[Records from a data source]
* * * *
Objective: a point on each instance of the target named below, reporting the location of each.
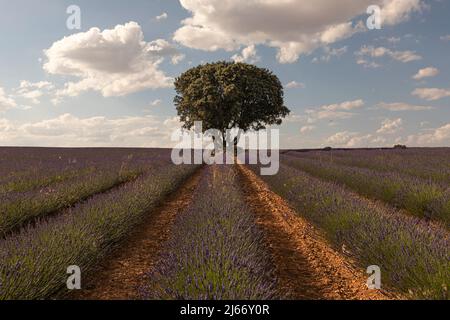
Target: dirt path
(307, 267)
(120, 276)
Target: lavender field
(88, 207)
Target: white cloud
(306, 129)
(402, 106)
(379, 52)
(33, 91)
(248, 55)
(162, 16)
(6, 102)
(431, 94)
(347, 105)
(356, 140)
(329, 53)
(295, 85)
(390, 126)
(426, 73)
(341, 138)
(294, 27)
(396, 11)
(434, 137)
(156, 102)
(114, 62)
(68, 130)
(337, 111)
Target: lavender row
* * * *
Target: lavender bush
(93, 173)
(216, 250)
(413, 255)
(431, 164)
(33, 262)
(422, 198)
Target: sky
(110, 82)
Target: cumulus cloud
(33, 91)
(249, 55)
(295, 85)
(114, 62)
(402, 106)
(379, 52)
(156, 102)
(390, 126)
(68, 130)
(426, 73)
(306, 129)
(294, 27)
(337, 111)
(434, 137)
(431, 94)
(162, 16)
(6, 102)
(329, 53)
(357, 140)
* * * *
**WHAT YOU NEED TO DO**
Of the records above, print only the lines from the one containing "Objective: a point" through the one containing "Target: lavender row", inclusive and unaltered, leaving out pictures.

**WRITTEN RESPONSE**
Objective: a point on each instance of the target named below, reporting the location of each.
Target: dirt path
(307, 267)
(120, 276)
Target: lavender field
(88, 207)
Target: white cloud
(306, 129)
(402, 106)
(379, 52)
(33, 91)
(248, 55)
(162, 16)
(6, 102)
(431, 94)
(347, 105)
(356, 140)
(329, 53)
(295, 85)
(390, 126)
(426, 73)
(341, 138)
(294, 27)
(396, 11)
(434, 137)
(156, 102)
(114, 62)
(68, 130)
(337, 111)
Target: lavender row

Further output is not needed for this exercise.